- Directive
Below is a block of records: output all of them exactly and leave out the pictures.

────────────────

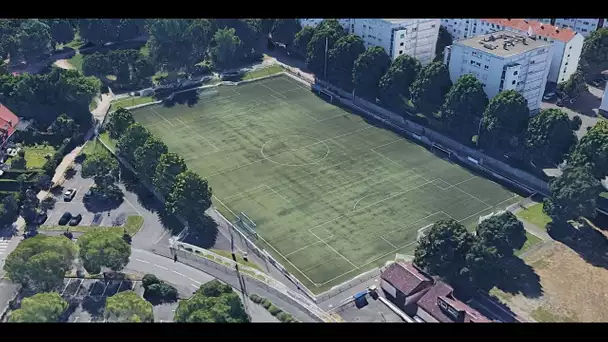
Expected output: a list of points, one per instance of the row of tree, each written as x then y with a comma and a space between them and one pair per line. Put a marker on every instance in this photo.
187, 195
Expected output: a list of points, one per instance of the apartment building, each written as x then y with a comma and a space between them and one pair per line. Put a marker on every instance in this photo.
566, 44
584, 26
414, 37
502, 61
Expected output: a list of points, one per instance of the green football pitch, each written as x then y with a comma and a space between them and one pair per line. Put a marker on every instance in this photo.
331, 195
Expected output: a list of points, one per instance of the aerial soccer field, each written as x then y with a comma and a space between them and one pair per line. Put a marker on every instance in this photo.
331, 195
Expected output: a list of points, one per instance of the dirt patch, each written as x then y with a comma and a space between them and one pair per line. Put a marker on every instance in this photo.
64, 64
574, 290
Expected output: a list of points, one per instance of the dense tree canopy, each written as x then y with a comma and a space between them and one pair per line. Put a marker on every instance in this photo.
41, 262
443, 249
503, 232
169, 166
550, 136
573, 194
127, 306
592, 150
505, 120
118, 123
212, 303
341, 60
40, 308
285, 30
464, 106
369, 68
326, 34
430, 87
103, 248
394, 86
594, 57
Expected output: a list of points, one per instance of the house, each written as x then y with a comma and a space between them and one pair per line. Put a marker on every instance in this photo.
426, 299
8, 126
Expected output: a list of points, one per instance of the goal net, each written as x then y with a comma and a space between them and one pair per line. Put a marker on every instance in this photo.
246, 225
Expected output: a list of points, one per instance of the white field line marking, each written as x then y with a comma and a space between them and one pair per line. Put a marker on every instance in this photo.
162, 117
261, 160
178, 273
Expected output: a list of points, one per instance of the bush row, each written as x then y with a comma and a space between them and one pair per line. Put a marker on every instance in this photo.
274, 310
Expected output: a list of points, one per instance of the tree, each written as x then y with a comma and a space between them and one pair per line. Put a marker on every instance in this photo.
29, 206
464, 106
190, 196
148, 155
394, 86
285, 30
574, 86
573, 194
443, 39
127, 306
503, 232
594, 56
118, 123
227, 50
40, 308
550, 136
212, 307
325, 36
133, 137
341, 60
443, 250
505, 120
592, 150
103, 248
64, 127
61, 30
102, 167
300, 42
34, 40
40, 262
369, 68
430, 87
169, 166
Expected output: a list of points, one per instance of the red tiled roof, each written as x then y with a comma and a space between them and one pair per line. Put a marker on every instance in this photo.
405, 277
430, 303
542, 29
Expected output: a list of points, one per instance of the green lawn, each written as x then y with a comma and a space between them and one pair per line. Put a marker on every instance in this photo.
76, 61
271, 70
535, 215
331, 195
132, 101
132, 226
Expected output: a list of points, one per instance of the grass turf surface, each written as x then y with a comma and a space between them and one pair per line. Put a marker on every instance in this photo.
332, 196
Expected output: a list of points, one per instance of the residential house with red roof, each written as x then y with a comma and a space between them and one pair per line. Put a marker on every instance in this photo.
566, 44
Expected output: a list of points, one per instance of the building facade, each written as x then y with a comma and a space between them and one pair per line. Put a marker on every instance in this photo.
566, 44
414, 37
503, 61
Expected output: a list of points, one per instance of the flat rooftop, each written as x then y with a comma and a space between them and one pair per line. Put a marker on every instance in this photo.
503, 43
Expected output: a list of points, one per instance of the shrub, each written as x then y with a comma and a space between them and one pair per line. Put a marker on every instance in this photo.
274, 310
150, 279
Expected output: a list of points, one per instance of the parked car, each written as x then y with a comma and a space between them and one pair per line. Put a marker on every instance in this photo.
65, 218
75, 220
69, 194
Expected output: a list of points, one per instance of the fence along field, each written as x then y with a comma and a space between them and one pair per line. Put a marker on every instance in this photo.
329, 195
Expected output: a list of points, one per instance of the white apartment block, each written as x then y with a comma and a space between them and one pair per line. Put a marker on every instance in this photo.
584, 26
566, 44
414, 37
503, 61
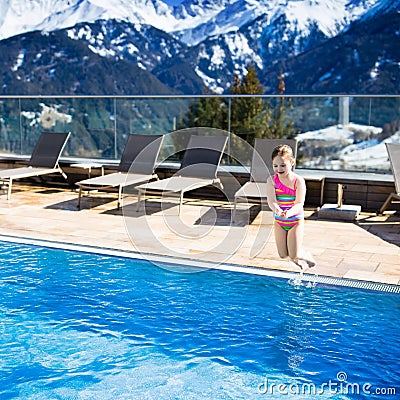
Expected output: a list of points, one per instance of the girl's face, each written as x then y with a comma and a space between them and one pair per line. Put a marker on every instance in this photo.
281, 166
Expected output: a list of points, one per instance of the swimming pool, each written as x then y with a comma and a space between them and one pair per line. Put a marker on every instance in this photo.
76, 325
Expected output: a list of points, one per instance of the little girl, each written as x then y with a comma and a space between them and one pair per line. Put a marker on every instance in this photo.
286, 192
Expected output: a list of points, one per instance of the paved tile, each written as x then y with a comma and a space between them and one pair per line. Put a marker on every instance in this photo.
367, 250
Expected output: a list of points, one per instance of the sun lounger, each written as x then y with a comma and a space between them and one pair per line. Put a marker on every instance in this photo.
43, 161
136, 166
394, 158
198, 169
261, 168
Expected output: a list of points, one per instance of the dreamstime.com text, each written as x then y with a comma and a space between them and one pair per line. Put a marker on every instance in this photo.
340, 386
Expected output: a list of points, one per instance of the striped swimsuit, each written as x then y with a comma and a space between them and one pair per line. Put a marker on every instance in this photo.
285, 198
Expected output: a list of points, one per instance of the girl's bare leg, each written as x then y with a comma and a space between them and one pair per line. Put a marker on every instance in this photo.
295, 246
281, 241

────────────────

- Solution to this problem
Expected output: a list of points, one per instance of the row of tree, each written as x then y with a comma and a space between them and one pair per line. Put a marker on every instance in this photo.
187, 195
Expected output: a list of points, one per instance of the apartment building, each written as x then y with a comma and a space between them and one pair per line. Put a marker on every instance in this photo.
566, 44
584, 26
414, 37
502, 61
Expected output: a list of points, one per instance of the green football pitch, each written as x then y with a comma and a space between them and one pair per line. Put a marker on every instance in this photo.
331, 195
Expected output: a list of points, one per instance of the aerial soccer field, each written as x then y with a comma and a space between them and one pair per line. Put a marker on every instance in this photo.
331, 195
Expected output: a list of points, one per instance of the dirt patch, each written as x then y with a comma and a space between them and one pair per line. Put a marker on every instance in this photo.
64, 64
574, 290
Expected output: a list of points, one per instance of the dense tree canopy, each written as x then y with a comma and a space between them and one pair per line. Put a marker on every instance in this photo.
41, 262
443, 249
503, 232
169, 166
550, 136
573, 194
127, 306
592, 150
505, 120
118, 123
212, 303
341, 60
40, 308
285, 30
464, 106
369, 68
326, 34
430, 87
103, 248
394, 86
594, 57
Expected output: a list of points, one per instance of the house, each written as x then y with a comma and a space between them and one pair per line. Put a marker on every instance in this photo.
426, 299
8, 126
Expected output: a list of points, one per instance of the goal net, each written as x then y with a comma and a space between them and one pair per line. Put a marker on every instance in this photo.
246, 225
Expected output: a list of points, one per instance of the white field line marking, each written as x then y with a comma and a space between them and one pair per line. Put a marker on every instance in this photo.
162, 117
261, 160
178, 273
Expected output: a list of points, one per instance of the bush row, each written as x then y with a comma and a space between them and one pair per line. Put a marker on every instance in this photo.
274, 310
Expected output: a list of points, one per instance of the tree, each written as x then y with a comma and a space between them and one pair per line. Put a marker on every instance in this photo.
29, 206
464, 106
190, 196
148, 155
394, 86
285, 30
574, 86
573, 194
443, 39
127, 306
503, 232
594, 56
118, 123
227, 50
40, 308
550, 136
212, 307
325, 36
133, 137
341, 60
443, 250
505, 120
592, 150
103, 248
64, 127
61, 30
102, 167
300, 42
34, 40
40, 262
369, 68
430, 87
169, 166
Expected output: a list of points, one per instance of the red tiled roof, each written as x then y with a comma and a space between them and one pair per line. Put a marker on every instance in this photo.
405, 277
430, 303
542, 29
Expected output: a list of points, one per instance of the green lawn, each written as x then y with a comma and a space between them and one pair per line. Put a marker on every instance in this photo.
76, 61
271, 70
535, 215
331, 195
132, 101
132, 226
Expected output: a list of points, one per instance of the grass turf surface, each written as x then y with a comma and a space between them and one pair per line. Put a marker on every instance in this photo.
332, 196
Expected output: a list of points, one per instance of the residential house with red roof, each written as x then y with a comma and a space between them and one pair per line. Put a marker on every instance in this photo.
566, 44
Expected output: a list of points, one per instance of the building facade, each written as x then y with a comma and a space between them and one pair per line. Put a marker on every instance in this photo.
566, 44
414, 37
503, 61
Expected output: a list of points, one per instance of the flat rooftop, each written as x then y with a comma and a space between them and one pair per line. Put a marker on every instance in this photo.
503, 43
Expected output: a list of points, one per instance of the shrub, each written as x then y with a comma and a space between them and one pair per line. Put a marker on every instance in this photo.
274, 310
150, 279
Expected output: a list of points, one per instance of the parked car, each written as x then y with a comma and a space between them and one pair per line. Put a marker on every instance in this photo.
65, 218
75, 220
69, 194
Expected output: a list of points, one per instance of the fence along field, each written as x then y with a comma and a space between them and one pair per line. Put a marker on every instance in this photo.
329, 195
Expected output: a list of points, one per instance of the white apartment block, each written as x then y with a comma and a space between them and one pair per line. Put a marker on every instance in this photo.
584, 26
566, 44
414, 37
503, 61
Expected output: a list of points, one per instance of the girl's face, each written as x then y with a comma and a space between them and one pair per line. Put a marker on every instance in this photo.
281, 166
Expected output: a list of points, one per instance of the swimming pool, each written as x then y with a comma and a space between them and one pair per line. Put a marker on every instance in this photo.
76, 325
Expected output: a list of points, one per instance of the little girl, each written as x then y with a comma and a space between them and one pair per line. Put a marker on every instance in this photo.
286, 192
Expected output: a list of points, one per instance of the paved tile, each written as x then y with a comma and a space between them and one pair per line. Put a marker on every instance in this photo.
367, 250
Expected output: a list of points, one per instance of the sun lounger, each written as x then y with a comma and a space between them and one pair per line. Put a marker on every instance in this photo.
43, 161
136, 166
394, 158
198, 169
261, 168
Expected output: a list of points, one per instance of the dreamstime.com text, each written as x then y with a comma and a space between them and one pair per line. Put a marker on every instance in this photo.
340, 386
Expected output: a list of points, one per instance of the striped swimsuit, each written as x then y with a comma and a space between them and one pair per line. Put a marker on every instance in this photo.
285, 198
Expected output: a list of points, one per instance of the girl's bare leg, each written as x then y with a comma and a space between them and one pair per line. Put a marker on every instance in this photo.
295, 246
281, 241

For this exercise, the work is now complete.